And let me put the planned capital expenditures in perspective. The Capex for our Phase 3A expansion is less than the third of our original 6,150 ton capacity in Xinjiang and is more than 35% lower than our Phase 2B expansion.
The resulting Capex opportunity in terms of production per unit of investment is much higher than our previous expansion and it should led to very attractive shareholder returns. Now, I will provide the financial update for the second quarter of 2015.
Revenues for the second quarter were $34.3 million compared to $41.9 million in the first quarter of 2015. Polysilicon sales volume in the second quarter were 1,363 metric tons, above our guidance of 1,320 metric tons.
Compared to Q1, our Q2 sales volume was negatively impacted by lower polysilicon production volume as a result of our scheduled annual facility maintenance in May. The Company generated revenue of $21.7 million from polysilicon sales compared to $27.2 million from $1,502 metric tons of polysilicon sales in the first quarter of 2015.
The decrease in revenue was primarily due to the impact of lower average selling prices and lower sales volume. The Company generated $12.6 million of revenue from 18.3 million pieces of solar wafer sold compared to $14.7 million from 18.1 million pieces of wafer sold in the first quarter of 2015.
Decline in revenue was primarily the result of lower solar wafer ASP. Gross profit was approximately $3.6 million compared to $8.5 million in the first quarter of 2015.
Non-GAAP gross profit, which excludes cost related to the non-operational polysilicon facilities in Xinjiang was approximately $6.7 million compared to $11.7 million in the first quarter of 2015. Gross margin was 10.5% compared to 20.2% in the first quarter of 2015.
The decrease in gross profit and gross margin as compared to the first quarter was primarily the result of lower average selling prices as well as the high unit production costs due to lower production volume related to the planned annual maintenance.
In the second quarter of 2015, total costs related to the non-operational Xinjiang polysilicon plant, including depreciation, was $3.1 million compared to $3.3 million in the first quarter of 2015. Excluding such costs, the non-GAAP gross margin was approximately 19.6% compared to 28% in the first quarter of 2015.

§ **Task instructions**
**1)** In the earnings call text, what was the gross margin for the second quarter of 2015?
**2)** Write out the earnings call text from "Revenues for the" up to and including "sales in the first quarter of 2015.".

§ **Excerpted records**
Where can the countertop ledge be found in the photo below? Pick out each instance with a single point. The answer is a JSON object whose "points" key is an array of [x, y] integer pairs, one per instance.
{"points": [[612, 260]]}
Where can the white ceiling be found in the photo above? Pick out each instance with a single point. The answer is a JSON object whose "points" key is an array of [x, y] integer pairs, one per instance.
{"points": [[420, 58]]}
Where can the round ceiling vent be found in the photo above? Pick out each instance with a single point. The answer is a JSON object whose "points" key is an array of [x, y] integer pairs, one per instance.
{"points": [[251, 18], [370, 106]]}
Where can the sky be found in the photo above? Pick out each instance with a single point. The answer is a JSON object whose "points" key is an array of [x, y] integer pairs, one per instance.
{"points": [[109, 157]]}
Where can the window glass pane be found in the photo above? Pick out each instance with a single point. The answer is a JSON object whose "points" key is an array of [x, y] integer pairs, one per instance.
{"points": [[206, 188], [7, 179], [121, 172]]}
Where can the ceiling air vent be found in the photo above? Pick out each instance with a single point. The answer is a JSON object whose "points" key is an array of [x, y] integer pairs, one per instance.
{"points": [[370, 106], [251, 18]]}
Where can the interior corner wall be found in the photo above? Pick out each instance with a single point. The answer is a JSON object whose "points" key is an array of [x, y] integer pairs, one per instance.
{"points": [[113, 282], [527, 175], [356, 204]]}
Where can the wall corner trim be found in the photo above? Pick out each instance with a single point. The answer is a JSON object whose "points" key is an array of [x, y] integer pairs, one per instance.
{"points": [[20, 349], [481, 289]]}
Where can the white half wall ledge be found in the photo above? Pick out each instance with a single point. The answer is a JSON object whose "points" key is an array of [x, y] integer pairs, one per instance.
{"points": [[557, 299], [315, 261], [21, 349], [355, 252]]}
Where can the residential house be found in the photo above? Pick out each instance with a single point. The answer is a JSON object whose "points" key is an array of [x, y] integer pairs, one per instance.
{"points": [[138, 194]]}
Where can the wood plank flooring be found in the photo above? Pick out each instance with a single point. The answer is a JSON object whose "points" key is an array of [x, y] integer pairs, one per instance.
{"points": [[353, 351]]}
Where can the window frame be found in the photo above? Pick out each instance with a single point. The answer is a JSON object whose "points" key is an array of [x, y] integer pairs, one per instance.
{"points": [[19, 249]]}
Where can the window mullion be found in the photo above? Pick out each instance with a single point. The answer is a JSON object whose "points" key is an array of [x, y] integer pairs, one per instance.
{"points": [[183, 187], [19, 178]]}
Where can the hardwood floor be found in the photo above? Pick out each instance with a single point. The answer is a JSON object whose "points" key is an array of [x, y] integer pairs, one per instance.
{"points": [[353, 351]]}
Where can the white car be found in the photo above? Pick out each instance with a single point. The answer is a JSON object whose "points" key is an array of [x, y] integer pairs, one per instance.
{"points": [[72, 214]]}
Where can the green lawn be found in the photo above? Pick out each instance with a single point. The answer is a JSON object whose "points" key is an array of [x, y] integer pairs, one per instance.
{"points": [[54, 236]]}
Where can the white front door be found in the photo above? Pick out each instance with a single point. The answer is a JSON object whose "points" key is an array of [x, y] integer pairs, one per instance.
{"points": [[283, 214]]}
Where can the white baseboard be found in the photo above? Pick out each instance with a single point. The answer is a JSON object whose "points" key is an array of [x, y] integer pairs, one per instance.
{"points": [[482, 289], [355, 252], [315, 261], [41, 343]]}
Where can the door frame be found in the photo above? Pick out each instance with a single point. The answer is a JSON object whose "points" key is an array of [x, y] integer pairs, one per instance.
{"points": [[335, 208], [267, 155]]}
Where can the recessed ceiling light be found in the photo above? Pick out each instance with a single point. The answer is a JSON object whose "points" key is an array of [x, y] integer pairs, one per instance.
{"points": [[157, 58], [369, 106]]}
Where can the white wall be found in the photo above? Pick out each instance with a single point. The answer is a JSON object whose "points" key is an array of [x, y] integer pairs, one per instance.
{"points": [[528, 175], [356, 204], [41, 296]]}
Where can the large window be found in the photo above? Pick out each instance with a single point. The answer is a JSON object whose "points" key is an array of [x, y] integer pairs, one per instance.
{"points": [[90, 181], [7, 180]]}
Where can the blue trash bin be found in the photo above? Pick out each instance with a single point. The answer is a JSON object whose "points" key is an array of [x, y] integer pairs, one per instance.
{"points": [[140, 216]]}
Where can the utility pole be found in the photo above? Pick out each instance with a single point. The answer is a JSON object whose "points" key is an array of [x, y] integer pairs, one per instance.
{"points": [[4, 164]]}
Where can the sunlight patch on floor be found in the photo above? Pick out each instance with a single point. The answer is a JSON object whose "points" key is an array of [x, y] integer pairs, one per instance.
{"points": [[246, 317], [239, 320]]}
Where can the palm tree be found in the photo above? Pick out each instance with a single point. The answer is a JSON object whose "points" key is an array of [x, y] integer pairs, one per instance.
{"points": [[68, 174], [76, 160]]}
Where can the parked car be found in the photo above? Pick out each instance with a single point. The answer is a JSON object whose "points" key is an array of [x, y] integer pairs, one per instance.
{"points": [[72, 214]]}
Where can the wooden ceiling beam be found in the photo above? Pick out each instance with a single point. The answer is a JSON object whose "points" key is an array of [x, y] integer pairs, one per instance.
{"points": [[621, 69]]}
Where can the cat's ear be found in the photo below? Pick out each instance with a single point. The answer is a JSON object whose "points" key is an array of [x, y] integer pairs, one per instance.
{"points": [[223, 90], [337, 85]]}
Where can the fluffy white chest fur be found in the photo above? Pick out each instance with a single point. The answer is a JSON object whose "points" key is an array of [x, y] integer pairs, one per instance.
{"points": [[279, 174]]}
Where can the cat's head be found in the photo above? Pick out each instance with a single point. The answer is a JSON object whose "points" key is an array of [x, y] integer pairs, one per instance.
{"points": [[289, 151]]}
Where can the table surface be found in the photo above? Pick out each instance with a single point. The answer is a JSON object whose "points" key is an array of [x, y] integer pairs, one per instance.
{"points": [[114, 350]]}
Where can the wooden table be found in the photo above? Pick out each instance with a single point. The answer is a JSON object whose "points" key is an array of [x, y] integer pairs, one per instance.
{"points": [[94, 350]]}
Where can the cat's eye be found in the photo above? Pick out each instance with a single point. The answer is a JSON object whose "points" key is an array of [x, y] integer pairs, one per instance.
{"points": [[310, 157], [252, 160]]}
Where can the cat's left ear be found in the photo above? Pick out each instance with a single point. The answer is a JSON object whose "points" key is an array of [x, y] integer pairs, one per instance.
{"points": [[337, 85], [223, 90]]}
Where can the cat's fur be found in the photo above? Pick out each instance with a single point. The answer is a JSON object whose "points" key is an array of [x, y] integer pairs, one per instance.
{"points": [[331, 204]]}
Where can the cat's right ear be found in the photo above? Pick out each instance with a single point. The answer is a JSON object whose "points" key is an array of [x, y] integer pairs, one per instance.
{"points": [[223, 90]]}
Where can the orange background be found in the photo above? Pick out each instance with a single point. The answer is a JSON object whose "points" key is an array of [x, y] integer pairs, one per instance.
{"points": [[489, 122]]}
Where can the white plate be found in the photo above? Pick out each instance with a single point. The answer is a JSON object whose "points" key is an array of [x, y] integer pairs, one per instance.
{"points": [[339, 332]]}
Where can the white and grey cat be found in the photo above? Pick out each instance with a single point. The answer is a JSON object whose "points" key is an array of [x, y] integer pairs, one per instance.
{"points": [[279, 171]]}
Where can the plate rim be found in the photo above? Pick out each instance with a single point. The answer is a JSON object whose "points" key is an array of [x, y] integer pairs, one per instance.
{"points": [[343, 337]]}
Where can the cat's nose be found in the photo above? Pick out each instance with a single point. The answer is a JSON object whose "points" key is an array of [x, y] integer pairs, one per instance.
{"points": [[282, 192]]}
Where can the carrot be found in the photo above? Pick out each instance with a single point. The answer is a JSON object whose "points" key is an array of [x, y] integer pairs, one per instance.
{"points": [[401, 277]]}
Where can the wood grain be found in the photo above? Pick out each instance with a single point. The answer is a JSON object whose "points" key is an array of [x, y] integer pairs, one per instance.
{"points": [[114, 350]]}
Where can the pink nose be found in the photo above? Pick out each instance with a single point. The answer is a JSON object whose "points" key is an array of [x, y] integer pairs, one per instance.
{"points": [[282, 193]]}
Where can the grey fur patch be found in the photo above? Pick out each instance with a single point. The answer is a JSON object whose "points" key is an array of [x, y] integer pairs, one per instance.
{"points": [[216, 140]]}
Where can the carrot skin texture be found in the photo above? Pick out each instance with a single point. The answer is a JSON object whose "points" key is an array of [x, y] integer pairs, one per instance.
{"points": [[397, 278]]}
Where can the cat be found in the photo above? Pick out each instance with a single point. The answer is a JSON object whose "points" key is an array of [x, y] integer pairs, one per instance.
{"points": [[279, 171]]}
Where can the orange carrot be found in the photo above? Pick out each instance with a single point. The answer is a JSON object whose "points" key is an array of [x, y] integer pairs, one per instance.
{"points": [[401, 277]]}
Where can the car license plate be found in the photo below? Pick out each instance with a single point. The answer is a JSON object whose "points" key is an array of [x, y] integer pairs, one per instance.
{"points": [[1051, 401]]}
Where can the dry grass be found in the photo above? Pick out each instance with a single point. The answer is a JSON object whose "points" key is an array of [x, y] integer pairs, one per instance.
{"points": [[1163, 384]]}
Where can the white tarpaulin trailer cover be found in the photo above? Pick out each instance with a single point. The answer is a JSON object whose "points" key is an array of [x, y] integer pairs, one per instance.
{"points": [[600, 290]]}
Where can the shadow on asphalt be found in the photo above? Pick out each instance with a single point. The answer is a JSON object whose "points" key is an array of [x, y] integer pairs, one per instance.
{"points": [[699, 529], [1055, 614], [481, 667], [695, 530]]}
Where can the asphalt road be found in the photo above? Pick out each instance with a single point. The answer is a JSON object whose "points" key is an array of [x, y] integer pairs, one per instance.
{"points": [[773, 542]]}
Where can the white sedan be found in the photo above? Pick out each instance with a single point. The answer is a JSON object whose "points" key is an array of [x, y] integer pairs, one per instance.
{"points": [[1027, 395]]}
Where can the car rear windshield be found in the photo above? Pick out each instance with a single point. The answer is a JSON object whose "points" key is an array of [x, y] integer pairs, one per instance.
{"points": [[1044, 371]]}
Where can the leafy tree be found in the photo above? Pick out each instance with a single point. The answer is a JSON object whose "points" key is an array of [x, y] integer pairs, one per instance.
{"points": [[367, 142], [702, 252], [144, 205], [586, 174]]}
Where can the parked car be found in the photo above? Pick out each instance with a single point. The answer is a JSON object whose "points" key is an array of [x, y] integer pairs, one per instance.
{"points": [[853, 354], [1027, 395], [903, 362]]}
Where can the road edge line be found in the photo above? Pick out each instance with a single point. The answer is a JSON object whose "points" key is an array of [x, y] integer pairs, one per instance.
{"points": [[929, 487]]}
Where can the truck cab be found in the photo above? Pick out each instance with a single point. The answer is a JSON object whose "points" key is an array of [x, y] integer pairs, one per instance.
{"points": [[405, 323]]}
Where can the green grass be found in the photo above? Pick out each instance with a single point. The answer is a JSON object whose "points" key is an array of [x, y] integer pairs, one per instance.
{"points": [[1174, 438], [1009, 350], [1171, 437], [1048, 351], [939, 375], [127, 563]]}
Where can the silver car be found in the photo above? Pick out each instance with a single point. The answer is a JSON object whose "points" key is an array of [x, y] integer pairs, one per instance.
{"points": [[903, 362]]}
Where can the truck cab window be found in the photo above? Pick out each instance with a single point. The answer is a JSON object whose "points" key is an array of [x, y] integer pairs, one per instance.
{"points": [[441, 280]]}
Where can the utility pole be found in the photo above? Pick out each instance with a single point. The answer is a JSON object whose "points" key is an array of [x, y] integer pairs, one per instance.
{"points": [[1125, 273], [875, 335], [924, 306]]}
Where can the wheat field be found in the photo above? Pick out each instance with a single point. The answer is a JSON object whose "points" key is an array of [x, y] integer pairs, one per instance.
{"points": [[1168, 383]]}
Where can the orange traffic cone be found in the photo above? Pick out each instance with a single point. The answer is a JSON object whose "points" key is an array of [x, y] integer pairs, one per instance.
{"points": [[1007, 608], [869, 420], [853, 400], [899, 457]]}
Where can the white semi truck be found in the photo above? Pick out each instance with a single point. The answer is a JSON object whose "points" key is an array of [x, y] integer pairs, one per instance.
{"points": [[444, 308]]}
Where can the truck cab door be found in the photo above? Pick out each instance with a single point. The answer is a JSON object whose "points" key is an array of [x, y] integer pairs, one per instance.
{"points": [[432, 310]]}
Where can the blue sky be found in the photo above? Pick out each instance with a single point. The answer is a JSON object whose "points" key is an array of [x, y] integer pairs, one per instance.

§ **Per-task answers**
**1)** 10.5%

**2)**
Revenues for the second quarter were $34.3 million compared to $41.9 million in the first quarter of 2015. Polysilicon sales volume in the second quarter were 1,363 metric tons, above our guidance of 1,320 metric tons.
Compared to Q1, our Q2 sales volume was negatively impacted by lower polysilicon production volume as a result of our scheduled annual facility maintenance in May. The Company generated revenue of $21.7 million from polysilicon sales compared to $27.2 million from $1,502 metric tons of polysilicon sales in the first quarter of 2015.